*Coordinate annotation records*.
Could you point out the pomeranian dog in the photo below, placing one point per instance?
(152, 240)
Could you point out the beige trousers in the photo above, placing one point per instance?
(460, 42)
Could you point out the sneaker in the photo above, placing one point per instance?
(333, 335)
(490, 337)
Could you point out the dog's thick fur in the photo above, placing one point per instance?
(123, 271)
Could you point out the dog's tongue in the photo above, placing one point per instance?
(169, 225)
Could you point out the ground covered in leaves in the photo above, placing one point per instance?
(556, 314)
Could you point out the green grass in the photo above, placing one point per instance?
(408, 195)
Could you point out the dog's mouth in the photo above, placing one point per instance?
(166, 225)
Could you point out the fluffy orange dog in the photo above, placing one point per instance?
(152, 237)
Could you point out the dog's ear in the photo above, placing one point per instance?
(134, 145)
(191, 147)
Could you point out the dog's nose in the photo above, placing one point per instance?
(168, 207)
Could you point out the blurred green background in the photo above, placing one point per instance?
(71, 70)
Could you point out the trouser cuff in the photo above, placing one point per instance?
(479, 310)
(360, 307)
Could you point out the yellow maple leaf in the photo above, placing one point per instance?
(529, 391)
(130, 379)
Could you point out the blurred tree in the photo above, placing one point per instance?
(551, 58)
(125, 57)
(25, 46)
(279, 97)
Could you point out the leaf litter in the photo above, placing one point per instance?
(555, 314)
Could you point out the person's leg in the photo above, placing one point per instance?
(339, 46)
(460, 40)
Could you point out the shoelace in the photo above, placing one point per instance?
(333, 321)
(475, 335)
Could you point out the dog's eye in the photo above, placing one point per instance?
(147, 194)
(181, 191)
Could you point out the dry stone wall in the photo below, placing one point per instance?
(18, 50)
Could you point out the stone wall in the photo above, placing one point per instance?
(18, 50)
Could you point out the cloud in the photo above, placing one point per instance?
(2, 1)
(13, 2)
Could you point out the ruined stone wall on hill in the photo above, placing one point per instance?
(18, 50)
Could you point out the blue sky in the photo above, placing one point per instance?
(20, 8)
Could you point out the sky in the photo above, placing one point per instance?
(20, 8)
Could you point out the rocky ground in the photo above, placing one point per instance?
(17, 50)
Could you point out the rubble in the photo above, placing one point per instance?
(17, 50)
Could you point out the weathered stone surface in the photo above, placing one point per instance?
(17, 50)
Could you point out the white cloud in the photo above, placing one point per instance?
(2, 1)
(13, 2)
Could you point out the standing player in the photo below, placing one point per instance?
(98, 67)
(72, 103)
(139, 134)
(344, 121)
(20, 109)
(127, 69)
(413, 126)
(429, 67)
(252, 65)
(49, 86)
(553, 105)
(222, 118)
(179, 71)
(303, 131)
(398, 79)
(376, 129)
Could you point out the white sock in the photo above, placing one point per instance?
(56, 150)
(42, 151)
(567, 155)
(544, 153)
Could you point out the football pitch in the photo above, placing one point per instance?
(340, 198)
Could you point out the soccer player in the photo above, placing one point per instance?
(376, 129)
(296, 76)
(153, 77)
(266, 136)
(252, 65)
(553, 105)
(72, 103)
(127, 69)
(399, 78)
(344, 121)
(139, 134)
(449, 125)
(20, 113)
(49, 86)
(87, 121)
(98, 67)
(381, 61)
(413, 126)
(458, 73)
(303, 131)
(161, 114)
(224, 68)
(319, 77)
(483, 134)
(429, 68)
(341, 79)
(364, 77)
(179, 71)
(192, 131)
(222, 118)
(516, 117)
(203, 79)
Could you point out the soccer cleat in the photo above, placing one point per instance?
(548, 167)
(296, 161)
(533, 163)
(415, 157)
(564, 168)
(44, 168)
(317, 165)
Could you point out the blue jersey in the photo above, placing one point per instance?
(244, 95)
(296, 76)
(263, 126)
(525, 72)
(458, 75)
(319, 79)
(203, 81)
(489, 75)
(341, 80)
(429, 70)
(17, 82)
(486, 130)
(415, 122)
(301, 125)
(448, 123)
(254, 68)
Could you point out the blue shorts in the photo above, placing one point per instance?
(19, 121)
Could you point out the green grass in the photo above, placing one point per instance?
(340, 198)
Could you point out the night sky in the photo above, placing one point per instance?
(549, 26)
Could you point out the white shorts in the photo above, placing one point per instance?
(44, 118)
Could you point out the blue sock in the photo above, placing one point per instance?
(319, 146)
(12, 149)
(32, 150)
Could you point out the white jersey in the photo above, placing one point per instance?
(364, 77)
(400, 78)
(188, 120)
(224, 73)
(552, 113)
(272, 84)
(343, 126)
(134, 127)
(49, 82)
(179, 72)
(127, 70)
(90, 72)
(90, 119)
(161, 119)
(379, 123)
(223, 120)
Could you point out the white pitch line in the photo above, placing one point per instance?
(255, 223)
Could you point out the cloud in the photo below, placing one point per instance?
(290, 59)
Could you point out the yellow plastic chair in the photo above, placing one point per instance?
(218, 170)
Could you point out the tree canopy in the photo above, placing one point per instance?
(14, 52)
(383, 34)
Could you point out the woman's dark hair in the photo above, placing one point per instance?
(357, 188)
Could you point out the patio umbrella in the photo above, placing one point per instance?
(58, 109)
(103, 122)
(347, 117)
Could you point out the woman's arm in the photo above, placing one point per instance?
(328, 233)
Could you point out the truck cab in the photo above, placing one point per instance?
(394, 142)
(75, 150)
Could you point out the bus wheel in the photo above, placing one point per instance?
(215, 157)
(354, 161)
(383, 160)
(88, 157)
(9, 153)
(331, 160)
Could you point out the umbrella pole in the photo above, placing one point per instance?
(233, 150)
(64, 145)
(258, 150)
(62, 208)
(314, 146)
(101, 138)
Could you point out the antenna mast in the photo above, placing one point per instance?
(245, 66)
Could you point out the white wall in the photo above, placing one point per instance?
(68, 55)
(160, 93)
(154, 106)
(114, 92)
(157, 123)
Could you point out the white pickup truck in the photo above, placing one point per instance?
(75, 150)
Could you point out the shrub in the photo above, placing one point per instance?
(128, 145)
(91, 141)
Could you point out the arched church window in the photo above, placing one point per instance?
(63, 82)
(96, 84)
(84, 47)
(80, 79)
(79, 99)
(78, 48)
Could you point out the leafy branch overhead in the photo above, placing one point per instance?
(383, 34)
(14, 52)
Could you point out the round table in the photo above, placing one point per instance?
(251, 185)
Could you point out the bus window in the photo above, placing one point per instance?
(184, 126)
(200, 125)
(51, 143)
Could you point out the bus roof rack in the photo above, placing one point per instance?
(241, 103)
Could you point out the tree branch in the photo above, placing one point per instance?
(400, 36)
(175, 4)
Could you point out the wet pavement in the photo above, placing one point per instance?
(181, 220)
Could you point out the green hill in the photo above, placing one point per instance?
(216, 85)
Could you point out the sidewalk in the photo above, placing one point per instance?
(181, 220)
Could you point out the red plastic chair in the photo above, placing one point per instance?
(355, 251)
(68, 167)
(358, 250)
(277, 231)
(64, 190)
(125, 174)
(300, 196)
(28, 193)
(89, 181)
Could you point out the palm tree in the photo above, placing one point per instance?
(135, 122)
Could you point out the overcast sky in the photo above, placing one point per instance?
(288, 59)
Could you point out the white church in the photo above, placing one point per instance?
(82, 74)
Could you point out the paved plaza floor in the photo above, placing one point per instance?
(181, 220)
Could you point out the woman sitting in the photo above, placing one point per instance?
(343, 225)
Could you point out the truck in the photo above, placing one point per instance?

*Your task*. Reproduce every record above exactly as it appears.

*Response*.
Could you point out the pomeranian dog in the photo below, placing one point per instance?
(152, 240)
Could you point out the beige trousers in the photo above, placing one point per instance?
(460, 42)
Could you point out the sneaker in the photo above, placing one point per instance?
(333, 335)
(490, 337)
Could you point out the dog's thick fur in the photo above, placing one point per instance?
(123, 271)
Could you point out the dog's tongue in the photo above, placing one point per instance?
(169, 225)
Could you point out the ground covered in leaves in the photo above, placing one point per instance?
(556, 314)
Could you point out the green grass in the photo above, placing one point per instance?
(408, 195)
Could you point out the dog's mouth in the photo above, placing one point per instance?
(166, 225)
Could you point out the fluffy orange dog in the photo above, placing one point per instance?
(152, 237)
Could you point out the dog's ear in the photo above, placing one point per instance?
(134, 145)
(191, 147)
Could you point out the dog's nose in the photo above, placing one point per instance?
(168, 207)
Could you point out the blurred green background in the photo above, placing one point per instance?
(71, 70)
Could you point out the trouser cuff in the photo above, placing one point per instance?
(479, 310)
(360, 307)
Could you point out the yellow maple leaf in the photo above, placing one point per instance?
(529, 391)
(130, 379)
Could you point out the blurred tree in the photo above, placing one point per instance?
(551, 58)
(125, 57)
(25, 46)
(279, 97)
Could you point out the leaf litter in the photo above, placing one point per instance?
(555, 314)
Could you point out the person's leg in the photo above, placing one point per instance?
(339, 46)
(460, 40)
Could you point out the shoelace in the photo above, placing one point per instance?
(333, 321)
(475, 335)
Could you point out the dog's eye in the photo above, placing one point per instance?
(147, 194)
(181, 191)
Could you point out the dry stone wall in the photo below, placing one point per instance?
(18, 50)
Could you point out the stone wall in the photo above, placing one point per instance?
(18, 50)
Could you point out the cloud in the photo above, placing one point per instance?
(2, 1)
(13, 2)
Could you point out the ruined stone wall on hill in the photo above, placing one point per instance?
(18, 50)
Could you point out the blue sky in the photo above, placing one point per instance?
(20, 8)
Could you point out the sky in the photo above, placing one point per instance?
(20, 8)
Could you point out the rocky ground in the photo above, placing one point per instance?
(17, 50)
Could you point out the rubble in the photo above, placing one point per instance?
(17, 50)
Could you point out the weathered stone surface in the photo above, placing one point per instance?
(17, 50)
Could you point out the white cloud in the photo above, placing one point per instance?
(2, 1)
(13, 2)
Could you point out the standing player in the photo below, placing one point per instance?
(98, 67)
(72, 103)
(139, 134)
(344, 121)
(20, 109)
(127, 69)
(413, 126)
(429, 67)
(252, 65)
(49, 86)
(553, 105)
(222, 118)
(179, 71)
(303, 131)
(398, 79)
(376, 129)
Could you point out the white sock in the photo above, placing one point per instance?
(56, 150)
(42, 151)
(567, 155)
(544, 153)
Could you point out the football pitch in the photo above, placing one point per instance?
(340, 198)
Could you point out the soccer player in the photo above, placing one point per instance?
(376, 129)
(296, 76)
(153, 77)
(266, 136)
(252, 65)
(553, 105)
(72, 103)
(127, 69)
(399, 78)
(344, 121)
(139, 134)
(449, 125)
(20, 113)
(49, 86)
(87, 121)
(98, 67)
(381, 61)
(413, 126)
(458, 73)
(303, 131)
(161, 114)
(224, 68)
(319, 77)
(483, 134)
(429, 68)
(341, 79)
(364, 77)
(179, 71)
(192, 131)
(222, 118)
(516, 117)
(203, 79)
Could you point out the soccer cleat in the photo above, placing one point per instance?
(548, 167)
(296, 161)
(533, 163)
(415, 157)
(564, 168)
(44, 168)
(317, 165)
Could you point out the blue jersey in the photo above, placing one point per instance?
(244, 95)
(296, 76)
(263, 126)
(525, 72)
(458, 75)
(319, 79)
(203, 81)
(489, 75)
(341, 80)
(429, 70)
(17, 82)
(486, 130)
(415, 122)
(301, 125)
(448, 123)
(254, 68)
Could you point out the blue shorts in the photo above, placing one point per instance?
(19, 121)
Could you point out the green grass in the photo above, placing one point per instance?
(340, 198)
Could you point out the night sky in the photo above, placing one point per instance?
(549, 26)
Could you point out the white shorts in the photo above, placing one point per instance?
(44, 118)
Could you point out the blue sock in the photo above, placing one point per instance?
(319, 146)
(12, 149)
(32, 150)
Could you point out the white jersey in the photo above, placing one point per instance?
(364, 77)
(400, 78)
(188, 120)
(224, 73)
(552, 113)
(272, 84)
(343, 126)
(134, 127)
(49, 82)
(179, 72)
(127, 70)
(90, 72)
(90, 119)
(161, 119)
(379, 123)
(223, 120)
Could you point out the white pitch line in the photo above, placing one point per instance?
(255, 223)
Could you point out the cloud in the photo below, placing one point per instance?
(290, 59)
Could you point out the yellow plastic chair in the photo above, placing one point per instance?
(218, 170)
Could you point out the tree canopy in the photo above, placing one point per instance?
(14, 52)
(383, 34)
Could you point out the woman's dark hair in the photo above, placing one point per instance?
(357, 188)
Could you point out the patio umbrella in the photo above, placing one point per instance?
(58, 109)
(103, 122)
(347, 117)
Could you point out the woman's arm in the photo above, placing one point per instance?
(328, 233)
Could you point out the truck cab in the photo above, placing one point per instance?
(394, 142)
(75, 150)
Could you point out the bus wheel in the photo above, placing one point per instance?
(215, 157)
(354, 161)
(383, 160)
(88, 157)
(9, 153)
(331, 160)
Could you point out the umbrella pole in the photo above, placing one point per instance?
(233, 150)
(64, 145)
(258, 150)
(62, 208)
(314, 146)
(101, 138)
Could you point out the antenna mast in the photo above, placing one point per instance?
(245, 66)
Could you point out the white wall in the photo above, placing one point per instance?
(68, 55)
(160, 93)
(154, 106)
(114, 92)
(157, 123)
Could you point out the white pickup truck in the photo above, placing one point per instance?
(75, 150)
Could you point out the shrub in the photo above, placing one point per instance?
(128, 145)
(91, 141)
Could you point out the arched church window in the photo above, placing one point per instance?
(63, 82)
(96, 84)
(84, 47)
(80, 79)
(79, 99)
(78, 48)
Could you point out the leafy branch overhead in the photo above, placing one point per instance?
(383, 34)
(14, 52)
Could you point out the round table in the photo above, placing one point per instance?
(251, 185)
Could you point out the bus window in the photo above, placing one point per instance?
(184, 126)
(200, 125)
(51, 143)
Could you point out the bus roof rack in the photo above, placing one point per instance?
(241, 103)
Could you point out the tree branch in the photo above, placing one point per instance?
(400, 36)
(175, 4)
Could you point out the wet pavement in the photo above, placing one point per instance?
(181, 220)
Could you point out the green hill in the photo above, placing one point per instance?
(216, 85)
Could you point out the sidewalk in the photo above, placing one point per instance?
(181, 220)
Could you point out the red plastic chair in the photo above, placing one point per instance?
(355, 251)
(68, 167)
(358, 250)
(277, 231)
(64, 190)
(125, 174)
(300, 196)
(28, 193)
(89, 181)
Could you point out the palm tree in the photo above, placing one point per instance?
(135, 122)
Could you point out the overcast sky in the photo above, placing one point per instance?
(288, 59)
Could you point out the white church in the photo above, placing one point per instance?
(82, 74)
Could you point out the paved plaza floor in the photo above, placing one point per instance?
(181, 220)
Could you point out the woman sitting in the photo above, placing one point per instance?
(343, 225)
Could you point out the truck in the photo above, placing one point per instance?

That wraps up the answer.